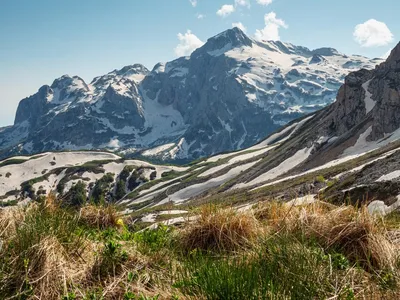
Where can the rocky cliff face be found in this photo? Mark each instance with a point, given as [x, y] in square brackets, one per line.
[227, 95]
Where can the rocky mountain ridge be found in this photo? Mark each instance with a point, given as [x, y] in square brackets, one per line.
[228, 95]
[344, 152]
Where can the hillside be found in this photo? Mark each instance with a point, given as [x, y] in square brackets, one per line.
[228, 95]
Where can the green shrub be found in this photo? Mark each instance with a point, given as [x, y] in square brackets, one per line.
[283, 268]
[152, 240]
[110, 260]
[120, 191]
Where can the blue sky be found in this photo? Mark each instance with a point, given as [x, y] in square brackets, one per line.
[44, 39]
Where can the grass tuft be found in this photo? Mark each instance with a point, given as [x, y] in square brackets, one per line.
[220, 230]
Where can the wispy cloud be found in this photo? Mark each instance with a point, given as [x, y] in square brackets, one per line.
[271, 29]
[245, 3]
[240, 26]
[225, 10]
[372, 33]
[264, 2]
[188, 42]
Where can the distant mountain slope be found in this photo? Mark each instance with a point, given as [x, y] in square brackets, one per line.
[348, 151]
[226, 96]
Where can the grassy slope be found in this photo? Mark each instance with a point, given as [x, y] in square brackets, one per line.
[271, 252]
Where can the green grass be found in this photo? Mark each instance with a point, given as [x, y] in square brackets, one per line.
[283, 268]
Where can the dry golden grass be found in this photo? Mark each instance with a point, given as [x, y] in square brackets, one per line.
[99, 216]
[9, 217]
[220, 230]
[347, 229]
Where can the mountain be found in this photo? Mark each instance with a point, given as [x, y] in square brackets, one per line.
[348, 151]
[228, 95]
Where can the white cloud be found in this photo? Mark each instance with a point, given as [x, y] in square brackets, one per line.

##############################

## Task instructions
Copy the material from the line containing "Where can the mountain" through to its end, keeping every line. Add 101 to each coordinate in the answer points and leave all other text unchanged.

## Written solution
Where can the mountain be found in this photo? Mark each instance with a point, given as [x, y] in square brackets, one per line.
[449, 252]
[329, 196]
Where can the white cloud be found in this photo? Mark each instance with a point, given as [x, y] in square brackets, one per line.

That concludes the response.